(Point placement records)

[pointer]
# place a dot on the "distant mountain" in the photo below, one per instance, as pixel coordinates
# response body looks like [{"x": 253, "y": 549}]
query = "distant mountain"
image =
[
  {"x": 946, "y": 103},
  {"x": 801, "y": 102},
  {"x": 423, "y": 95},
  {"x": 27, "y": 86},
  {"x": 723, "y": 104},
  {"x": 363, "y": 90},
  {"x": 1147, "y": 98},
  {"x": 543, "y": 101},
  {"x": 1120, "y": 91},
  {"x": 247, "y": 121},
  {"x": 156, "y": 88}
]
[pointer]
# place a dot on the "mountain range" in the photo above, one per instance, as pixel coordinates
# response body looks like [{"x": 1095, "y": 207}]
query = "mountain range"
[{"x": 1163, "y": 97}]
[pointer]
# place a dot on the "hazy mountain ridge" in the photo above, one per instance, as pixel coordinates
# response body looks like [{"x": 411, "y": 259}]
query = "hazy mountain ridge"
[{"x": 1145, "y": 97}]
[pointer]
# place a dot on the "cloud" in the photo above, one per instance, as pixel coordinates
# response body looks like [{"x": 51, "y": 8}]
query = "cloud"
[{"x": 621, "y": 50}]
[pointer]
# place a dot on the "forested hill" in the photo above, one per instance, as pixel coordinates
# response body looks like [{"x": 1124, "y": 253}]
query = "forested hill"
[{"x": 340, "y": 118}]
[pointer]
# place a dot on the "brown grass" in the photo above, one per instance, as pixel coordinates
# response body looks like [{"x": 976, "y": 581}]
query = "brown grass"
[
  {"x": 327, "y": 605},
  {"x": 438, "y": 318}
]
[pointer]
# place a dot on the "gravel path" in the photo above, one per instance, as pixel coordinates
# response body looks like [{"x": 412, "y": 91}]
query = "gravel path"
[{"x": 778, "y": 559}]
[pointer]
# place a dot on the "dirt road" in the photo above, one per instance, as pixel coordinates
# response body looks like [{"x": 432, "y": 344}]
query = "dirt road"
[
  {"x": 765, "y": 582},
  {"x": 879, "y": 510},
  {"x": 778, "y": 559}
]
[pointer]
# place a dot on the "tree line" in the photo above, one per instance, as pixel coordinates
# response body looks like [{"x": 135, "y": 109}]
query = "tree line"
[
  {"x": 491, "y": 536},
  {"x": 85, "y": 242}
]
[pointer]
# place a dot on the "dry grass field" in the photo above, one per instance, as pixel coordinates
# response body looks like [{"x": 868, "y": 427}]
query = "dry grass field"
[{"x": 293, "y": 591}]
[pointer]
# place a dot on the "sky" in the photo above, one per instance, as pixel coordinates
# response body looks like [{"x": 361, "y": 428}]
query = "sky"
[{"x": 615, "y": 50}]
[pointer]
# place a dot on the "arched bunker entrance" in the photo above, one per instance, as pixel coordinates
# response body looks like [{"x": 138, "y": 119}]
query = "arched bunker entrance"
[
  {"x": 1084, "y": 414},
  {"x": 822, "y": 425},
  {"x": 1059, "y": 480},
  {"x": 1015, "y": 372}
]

> _Work instructions_
Find every line above that contains the word "cloud" and copy each of those lines out unchanged.

> _Written response_
# place a dot on the "cloud" in the photo above, one per instance, as pixel coordinates
query = "cloud"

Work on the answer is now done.